• _Prompt A_
Check each statement against the article on Florida's vaccine rollout below. Answer yes or no for each, and quote the words of the article that decide it: (i) This week the Biden administration raised Florida's dose shipment to 307,000. (ii) Florida ranks 25th per capita in vaccinations among all states and the District of Columbia. (iii) The CDC says Florida has administered 80% of the doses delivered to the state.
• _Prompt B_
Continue the article on Florida's vaccine rollout below, starting after its last sentence.

• _Text provided_

__________

Concerns expressed by Gov. Ron DeSantis last month that Florida could be forced to withhold first doses of vaccine to allow booster shots to be given have so far proven unfounded.
That's because the Biden administration this week boosted the number of doses sent to Florida to 307,000 -- the biggest shipment in the last six weeks.
Florida has administered more than 2 million vaccinations, including second shots. That's mediocre -- 25th per capita among all states and the District of Columbia, according to the centers for Disease Control and Prevention.
But it’s who’s getting vaccinated that DeSantis has been trumpeting as he crisscrosses the state to tout the state's COVID response.
"We’re now getting close to 30% of our senior population who has had at least one shot," DeSantis said Monday in the latest of his frequent trips to the Villages, a sprawling retirement community in north central Florida. "That is number 1 in the nation, or very close to number 1 in the nation."
Still, the CDC says Florida has administered 60% of the doses delivered to the state. That's partly due to delayed reporting, but also the Biden administration said today because of the slow start in late December and early January.
"Not only did it delay first doses, but it created a backlog of second doses that have been sitting in states waiting for the thee-to-four week period to pass before they can be administered," said Andy Slavitt, who heads the president's COVID response team.
DeSantis acknowledged Monday that the state’s been sitting on second doses, including some received last week. He estimated up to 70,000 second shots could be administered a day in the coming days.

__________

• _Dataset content_
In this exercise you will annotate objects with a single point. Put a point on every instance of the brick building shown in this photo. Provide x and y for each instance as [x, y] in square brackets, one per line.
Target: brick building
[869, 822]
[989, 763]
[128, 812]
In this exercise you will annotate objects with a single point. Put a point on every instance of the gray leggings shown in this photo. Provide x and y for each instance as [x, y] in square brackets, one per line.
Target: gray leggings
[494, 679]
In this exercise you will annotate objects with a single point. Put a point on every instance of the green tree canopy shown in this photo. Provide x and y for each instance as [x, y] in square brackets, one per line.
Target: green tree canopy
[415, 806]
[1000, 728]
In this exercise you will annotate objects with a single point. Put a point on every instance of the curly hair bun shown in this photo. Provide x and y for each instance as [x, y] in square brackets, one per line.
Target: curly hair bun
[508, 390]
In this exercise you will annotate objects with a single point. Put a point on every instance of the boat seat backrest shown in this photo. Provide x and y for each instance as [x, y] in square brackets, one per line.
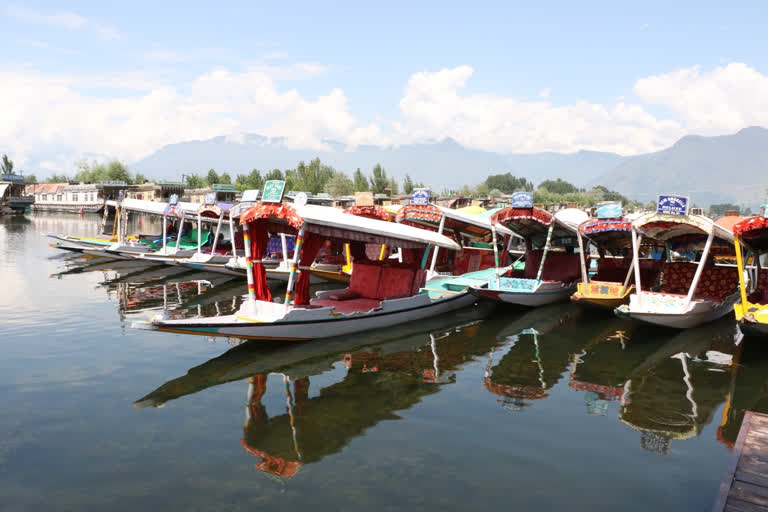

__________

• _Final answer A_
(i) Yes: "the Biden administration this week boosted the number of doses sent to Florida to 307,000"
(ii) Yes: "25th per capita among all states and the District of Columbia"
(iii) No: "the CDC says Florida has administered 60% of the doses delivered to the state"

• _Final answer B_
"We’re also doing a lot more second doses now, which is good because that is the full regimen," he said. "I know people have said, 'Oh, don’t give people the second dose. Use it on other stuff.' Not here."
The president's advisors have not issued such advice, reiterating Monday that second doses should be given, but also urging especially hospitals to administer what they have because more is coming.
"We believe that some heath care providers are regularly holding back doses that are intended as a first dose and instead keeping them in reserves for second doses of patents," Slavitt said. "We want to be clear that we understand why health care providers have done that, but it does not need to happen and should not happen."
DeSantis’ message: just give us more.
"These doses are getting into people’s arms," he said. "It’s just a matter of can we do more doses and then once everyone’s kind of involved in this from hospitals, to community sites to all these other things, pharmacies. Can you do more?"